**Source document:**

----

Over the summer, I visited my parents in East Texas, where they have chosen to retire, a choice about which they never tire of complaining. While there, my father had to run an errand in Henderson, Texas, a small town about 30 minutes south of theirs, and I decided to go along for the ride.
In Dallas, a trip anywhere usually means driving over countless freeways and merging in and out of traffic, except, of course, when caught in traffic, where one might sit for more than an hour. Thank god for NPR.
A trip through East Texas, however, has a completely different meaning, as the route is a two-lane highway that curves through farm land and is bordered on both sides by forests of pine trees. The pine trees in East Texas never cease to thrill me, and I often feel as though they knowingly mock the city with their tall slender beauty, growing gracefully toward the sky.
“Take that, City Girl. Your high-rise buildings have nothing on us.”
And it’s true.
After my father finished his errand in Henderson, I asked him to drive me through town, hoping to glimpse a view of a small-town square and snap a few photos. The square was exactly as I’d envisioned, but it was a cemetery near the middle of town that caught my eye.
Like the pine trees in the surrounding forests, the grave stones, too, rose toward the heavens–beautiful marble statues directing those over whom they kept watch.

----

**Questions on the material:**
**1)** How would you put this sentence from the East Texas piece into Spanish: "The square was exactly as I’d envisioned, but it was a cemetery near the middle of town that caught my eye."
**2)** Could you supply the next part of the East Texas piece, picking up right after its final sentence?

Referring expression pointing data:
----

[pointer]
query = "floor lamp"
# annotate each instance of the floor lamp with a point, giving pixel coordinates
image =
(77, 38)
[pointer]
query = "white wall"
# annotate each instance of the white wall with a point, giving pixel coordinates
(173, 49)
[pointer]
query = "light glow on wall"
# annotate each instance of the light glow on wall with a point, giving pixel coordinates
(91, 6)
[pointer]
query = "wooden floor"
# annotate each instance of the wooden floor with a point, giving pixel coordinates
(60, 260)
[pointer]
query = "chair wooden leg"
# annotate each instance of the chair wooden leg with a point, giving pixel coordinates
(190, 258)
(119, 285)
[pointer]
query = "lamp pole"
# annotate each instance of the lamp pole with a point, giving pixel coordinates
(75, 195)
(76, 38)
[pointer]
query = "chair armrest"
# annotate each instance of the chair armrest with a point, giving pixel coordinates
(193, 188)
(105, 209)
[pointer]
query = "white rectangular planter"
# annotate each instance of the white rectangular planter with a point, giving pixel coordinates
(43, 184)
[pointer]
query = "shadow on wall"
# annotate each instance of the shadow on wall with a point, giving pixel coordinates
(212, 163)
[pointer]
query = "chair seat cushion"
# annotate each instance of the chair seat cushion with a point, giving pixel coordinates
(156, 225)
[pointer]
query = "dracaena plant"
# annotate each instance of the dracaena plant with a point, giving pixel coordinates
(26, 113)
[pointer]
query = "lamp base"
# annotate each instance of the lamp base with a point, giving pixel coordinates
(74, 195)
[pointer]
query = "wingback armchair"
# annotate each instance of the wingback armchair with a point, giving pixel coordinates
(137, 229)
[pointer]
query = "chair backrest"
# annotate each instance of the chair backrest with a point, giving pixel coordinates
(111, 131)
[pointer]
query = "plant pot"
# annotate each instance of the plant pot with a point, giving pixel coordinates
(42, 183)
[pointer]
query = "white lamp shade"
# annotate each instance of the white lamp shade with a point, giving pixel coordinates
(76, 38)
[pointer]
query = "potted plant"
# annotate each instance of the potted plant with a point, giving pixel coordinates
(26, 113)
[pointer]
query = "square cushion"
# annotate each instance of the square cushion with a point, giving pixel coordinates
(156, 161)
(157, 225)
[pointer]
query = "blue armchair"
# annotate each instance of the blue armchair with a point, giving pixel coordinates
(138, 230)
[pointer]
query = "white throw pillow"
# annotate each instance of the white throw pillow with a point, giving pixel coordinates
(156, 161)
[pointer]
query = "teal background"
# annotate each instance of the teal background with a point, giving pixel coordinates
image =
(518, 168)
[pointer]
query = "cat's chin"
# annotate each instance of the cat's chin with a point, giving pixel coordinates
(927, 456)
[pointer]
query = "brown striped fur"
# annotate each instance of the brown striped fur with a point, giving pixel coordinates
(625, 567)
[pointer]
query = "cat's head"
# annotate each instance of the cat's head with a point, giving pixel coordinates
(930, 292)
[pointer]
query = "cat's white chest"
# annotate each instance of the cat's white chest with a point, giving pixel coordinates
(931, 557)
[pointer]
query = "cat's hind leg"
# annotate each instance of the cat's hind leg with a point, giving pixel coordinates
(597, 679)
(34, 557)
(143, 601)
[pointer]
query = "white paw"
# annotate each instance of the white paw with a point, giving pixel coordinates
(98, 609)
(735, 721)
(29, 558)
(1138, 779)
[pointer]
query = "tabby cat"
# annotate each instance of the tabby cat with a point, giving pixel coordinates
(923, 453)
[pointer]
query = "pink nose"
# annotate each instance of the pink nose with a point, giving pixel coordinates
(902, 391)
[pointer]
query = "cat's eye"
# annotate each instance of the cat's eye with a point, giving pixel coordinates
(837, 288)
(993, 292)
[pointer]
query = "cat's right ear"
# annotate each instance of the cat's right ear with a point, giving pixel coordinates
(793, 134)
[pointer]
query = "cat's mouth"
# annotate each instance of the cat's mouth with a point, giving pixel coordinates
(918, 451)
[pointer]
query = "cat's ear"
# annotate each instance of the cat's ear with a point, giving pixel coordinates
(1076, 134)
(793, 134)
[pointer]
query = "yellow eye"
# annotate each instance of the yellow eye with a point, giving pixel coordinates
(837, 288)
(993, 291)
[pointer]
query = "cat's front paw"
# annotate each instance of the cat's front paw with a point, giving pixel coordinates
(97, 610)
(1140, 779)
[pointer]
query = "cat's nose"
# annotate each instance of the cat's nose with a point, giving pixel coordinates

----

**Responses for each task:**
**1)** La plaza era exactamente como la había imaginado, pero fue un cementerio cerca del centro del pueblo lo que me llamó la atención.

**2)**
As my father waited patiently in his air conditioned car, I walked beneath a hot summer sun, dusting off graves to see the dates. Many stones revealed dates back to the early 1800s, and I tried to envision these early settlers of a small, East Texan town, wondering if any might be my own ancestors–my presence proof that their lives continue beyond the grave.
The grave I found most striking was a statue of Justitia, the Roman goddess of Justice, marking the grave of Judge William Wright Morris, for whom Morris County is named. Some of the smaller grave stones, however, had crumbled or fallen, perhaps a result of age or the boredom of young kids in a small town.
The Henderson City Cemetery, however, was well worth the brief half-hour I spent walking through 100-degree heat. New Orleans may boast one of the most striking cemeteries in the nation, but like the pine trees leading into town, this tiny cemetery, tucked so quietly away, is strikingly beautiful in a most subtle and graceful way.